[Work to complete] How many lines in the records below contain the word "striped"? State only that number.

[Records provided]
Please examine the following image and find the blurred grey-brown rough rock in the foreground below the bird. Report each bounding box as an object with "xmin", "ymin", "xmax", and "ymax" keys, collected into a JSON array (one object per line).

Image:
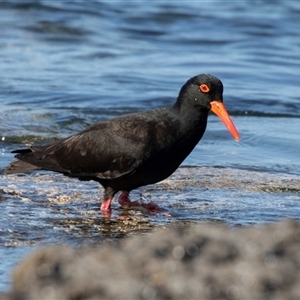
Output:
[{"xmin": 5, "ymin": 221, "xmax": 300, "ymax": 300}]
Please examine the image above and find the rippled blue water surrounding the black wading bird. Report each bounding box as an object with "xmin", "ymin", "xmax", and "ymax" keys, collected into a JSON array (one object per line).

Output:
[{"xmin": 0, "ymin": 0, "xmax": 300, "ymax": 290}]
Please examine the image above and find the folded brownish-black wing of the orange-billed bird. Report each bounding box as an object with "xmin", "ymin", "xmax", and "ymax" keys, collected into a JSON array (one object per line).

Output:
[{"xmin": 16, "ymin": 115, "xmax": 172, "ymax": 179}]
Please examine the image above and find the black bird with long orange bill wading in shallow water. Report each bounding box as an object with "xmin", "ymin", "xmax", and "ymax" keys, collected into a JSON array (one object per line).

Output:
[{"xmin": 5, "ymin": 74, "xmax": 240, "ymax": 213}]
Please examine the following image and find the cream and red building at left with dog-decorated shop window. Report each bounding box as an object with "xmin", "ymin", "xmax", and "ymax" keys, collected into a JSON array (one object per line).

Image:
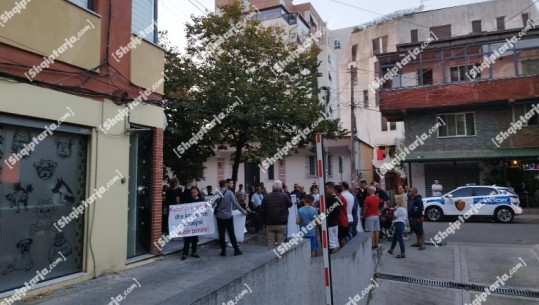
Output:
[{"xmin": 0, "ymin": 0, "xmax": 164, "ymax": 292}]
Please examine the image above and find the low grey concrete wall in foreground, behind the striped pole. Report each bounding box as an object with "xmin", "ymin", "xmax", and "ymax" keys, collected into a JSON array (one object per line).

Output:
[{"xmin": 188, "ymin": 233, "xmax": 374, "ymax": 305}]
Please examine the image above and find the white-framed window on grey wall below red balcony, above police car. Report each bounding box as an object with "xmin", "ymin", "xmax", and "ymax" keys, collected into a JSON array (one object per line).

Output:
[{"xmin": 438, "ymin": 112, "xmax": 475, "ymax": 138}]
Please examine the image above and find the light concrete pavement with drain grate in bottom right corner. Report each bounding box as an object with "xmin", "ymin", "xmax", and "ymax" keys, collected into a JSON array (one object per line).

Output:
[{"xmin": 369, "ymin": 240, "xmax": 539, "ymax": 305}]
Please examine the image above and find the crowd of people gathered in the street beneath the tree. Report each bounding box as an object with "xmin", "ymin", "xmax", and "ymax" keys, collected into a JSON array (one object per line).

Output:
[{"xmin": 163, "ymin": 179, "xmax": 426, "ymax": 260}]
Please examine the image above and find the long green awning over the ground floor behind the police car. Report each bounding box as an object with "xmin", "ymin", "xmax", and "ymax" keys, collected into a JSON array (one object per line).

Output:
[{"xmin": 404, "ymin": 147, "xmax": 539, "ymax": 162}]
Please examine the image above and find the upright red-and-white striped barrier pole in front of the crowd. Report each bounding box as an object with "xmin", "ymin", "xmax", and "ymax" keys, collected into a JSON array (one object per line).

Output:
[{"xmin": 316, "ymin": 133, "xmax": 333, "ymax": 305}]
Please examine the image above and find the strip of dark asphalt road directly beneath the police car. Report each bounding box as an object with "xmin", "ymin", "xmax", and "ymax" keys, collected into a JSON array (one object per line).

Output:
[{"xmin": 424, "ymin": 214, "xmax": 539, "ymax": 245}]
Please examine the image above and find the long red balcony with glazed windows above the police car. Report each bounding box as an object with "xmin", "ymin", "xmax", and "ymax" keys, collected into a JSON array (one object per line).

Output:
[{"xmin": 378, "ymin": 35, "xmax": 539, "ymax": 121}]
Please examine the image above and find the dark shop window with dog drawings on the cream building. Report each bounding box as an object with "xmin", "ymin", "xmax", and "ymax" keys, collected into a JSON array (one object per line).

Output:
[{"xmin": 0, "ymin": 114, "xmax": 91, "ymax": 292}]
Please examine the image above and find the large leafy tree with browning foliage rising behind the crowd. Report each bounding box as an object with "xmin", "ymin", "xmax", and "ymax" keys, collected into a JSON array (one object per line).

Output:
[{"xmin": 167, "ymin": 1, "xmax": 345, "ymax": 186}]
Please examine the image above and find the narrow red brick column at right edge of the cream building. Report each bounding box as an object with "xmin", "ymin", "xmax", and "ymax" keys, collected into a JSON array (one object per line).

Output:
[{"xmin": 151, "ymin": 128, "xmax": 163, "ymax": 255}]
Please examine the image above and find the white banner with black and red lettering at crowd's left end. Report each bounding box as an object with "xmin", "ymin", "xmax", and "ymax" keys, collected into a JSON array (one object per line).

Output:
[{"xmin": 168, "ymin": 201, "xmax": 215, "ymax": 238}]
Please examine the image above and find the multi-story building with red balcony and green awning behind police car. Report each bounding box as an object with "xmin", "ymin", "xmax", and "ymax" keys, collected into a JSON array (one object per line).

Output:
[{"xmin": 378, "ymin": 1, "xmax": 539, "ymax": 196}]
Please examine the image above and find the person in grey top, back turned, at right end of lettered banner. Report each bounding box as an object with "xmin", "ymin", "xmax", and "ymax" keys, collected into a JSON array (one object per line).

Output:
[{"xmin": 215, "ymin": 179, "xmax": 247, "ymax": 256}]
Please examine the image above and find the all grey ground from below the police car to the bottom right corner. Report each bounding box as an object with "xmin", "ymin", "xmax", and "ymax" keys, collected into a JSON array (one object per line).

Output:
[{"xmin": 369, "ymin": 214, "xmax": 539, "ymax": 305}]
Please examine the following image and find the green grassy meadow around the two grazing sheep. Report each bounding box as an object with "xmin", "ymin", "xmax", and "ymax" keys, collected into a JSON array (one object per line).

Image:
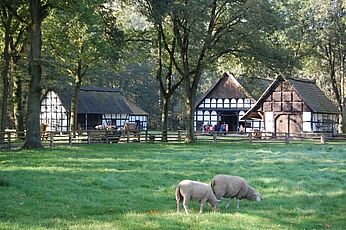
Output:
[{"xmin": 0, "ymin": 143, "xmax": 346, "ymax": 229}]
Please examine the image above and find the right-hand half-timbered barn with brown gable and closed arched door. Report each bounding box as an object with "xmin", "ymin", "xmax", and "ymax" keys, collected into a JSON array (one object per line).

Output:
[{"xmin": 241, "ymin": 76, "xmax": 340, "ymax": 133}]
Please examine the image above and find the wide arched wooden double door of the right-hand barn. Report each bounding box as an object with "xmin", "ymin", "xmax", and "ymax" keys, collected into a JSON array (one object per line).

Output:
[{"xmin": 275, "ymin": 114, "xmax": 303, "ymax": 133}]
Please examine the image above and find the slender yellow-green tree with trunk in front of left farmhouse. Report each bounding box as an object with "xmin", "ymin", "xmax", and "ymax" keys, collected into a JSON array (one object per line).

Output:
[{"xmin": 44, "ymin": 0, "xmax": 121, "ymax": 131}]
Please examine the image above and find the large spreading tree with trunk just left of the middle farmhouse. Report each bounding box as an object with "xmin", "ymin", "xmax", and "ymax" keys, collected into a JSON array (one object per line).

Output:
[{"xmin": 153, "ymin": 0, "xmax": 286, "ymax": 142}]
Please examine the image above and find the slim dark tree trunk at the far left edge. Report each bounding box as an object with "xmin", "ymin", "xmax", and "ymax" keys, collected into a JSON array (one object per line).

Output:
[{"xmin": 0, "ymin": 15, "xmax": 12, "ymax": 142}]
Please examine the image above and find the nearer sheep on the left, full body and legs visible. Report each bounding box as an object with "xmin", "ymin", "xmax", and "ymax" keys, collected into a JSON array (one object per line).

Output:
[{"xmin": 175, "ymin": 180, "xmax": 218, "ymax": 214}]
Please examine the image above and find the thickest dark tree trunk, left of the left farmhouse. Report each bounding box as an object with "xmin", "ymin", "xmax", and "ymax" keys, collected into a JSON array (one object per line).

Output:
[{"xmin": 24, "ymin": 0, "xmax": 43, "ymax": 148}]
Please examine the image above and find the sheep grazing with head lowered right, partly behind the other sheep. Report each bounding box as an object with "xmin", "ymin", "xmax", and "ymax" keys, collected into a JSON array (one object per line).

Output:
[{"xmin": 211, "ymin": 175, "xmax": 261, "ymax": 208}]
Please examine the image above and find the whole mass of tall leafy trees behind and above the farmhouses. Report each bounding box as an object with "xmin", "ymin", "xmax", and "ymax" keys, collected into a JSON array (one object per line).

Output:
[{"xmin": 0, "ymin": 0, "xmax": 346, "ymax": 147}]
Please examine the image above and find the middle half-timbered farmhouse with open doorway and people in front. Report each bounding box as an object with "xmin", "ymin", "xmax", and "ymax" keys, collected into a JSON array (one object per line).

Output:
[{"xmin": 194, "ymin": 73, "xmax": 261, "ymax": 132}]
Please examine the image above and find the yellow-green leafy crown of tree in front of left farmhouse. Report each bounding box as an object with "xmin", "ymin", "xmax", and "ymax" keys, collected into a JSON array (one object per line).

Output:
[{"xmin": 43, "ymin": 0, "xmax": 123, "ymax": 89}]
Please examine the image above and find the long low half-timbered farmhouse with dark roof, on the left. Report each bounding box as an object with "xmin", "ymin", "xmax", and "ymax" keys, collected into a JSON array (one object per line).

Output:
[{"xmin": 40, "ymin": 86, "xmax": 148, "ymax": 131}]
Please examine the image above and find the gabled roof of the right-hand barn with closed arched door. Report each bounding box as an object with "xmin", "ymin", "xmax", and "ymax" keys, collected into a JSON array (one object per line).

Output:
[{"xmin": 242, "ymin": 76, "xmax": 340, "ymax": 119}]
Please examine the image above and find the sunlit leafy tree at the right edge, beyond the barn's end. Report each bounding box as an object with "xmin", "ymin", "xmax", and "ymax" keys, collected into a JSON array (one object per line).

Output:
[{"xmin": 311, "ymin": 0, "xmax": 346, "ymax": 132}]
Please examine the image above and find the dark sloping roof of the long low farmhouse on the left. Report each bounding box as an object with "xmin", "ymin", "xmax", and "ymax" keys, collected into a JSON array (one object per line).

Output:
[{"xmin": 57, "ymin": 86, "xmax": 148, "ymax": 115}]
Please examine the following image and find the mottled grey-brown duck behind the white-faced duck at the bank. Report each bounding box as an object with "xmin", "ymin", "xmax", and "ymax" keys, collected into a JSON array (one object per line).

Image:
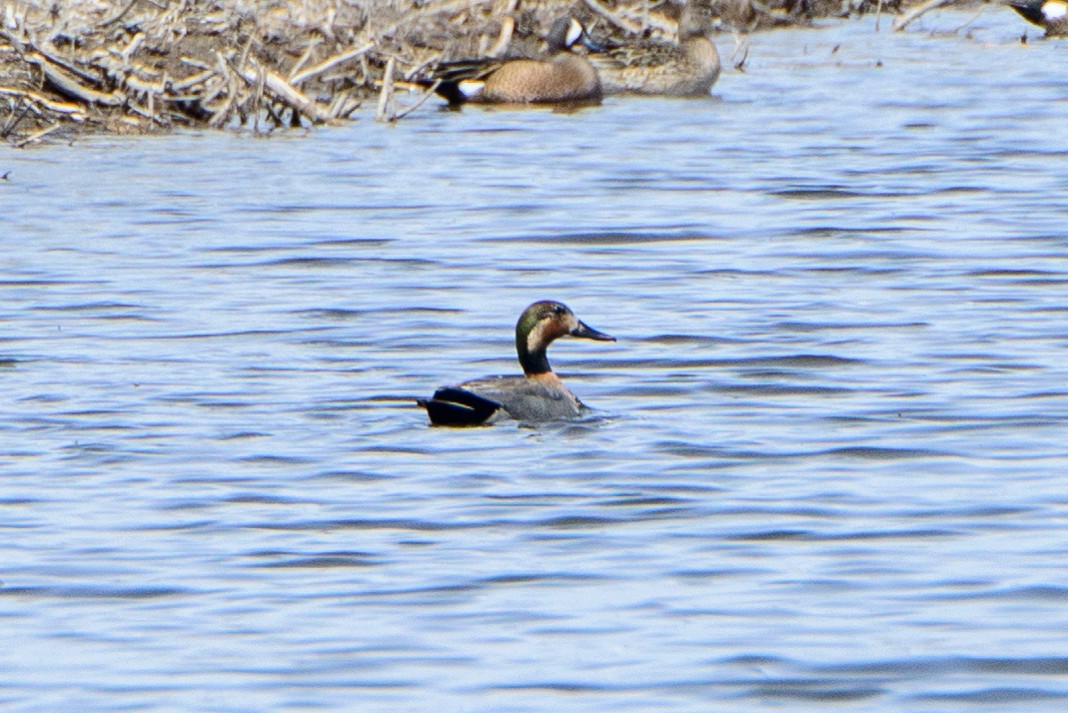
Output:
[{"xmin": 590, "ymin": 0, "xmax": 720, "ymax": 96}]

[Result of the task] 2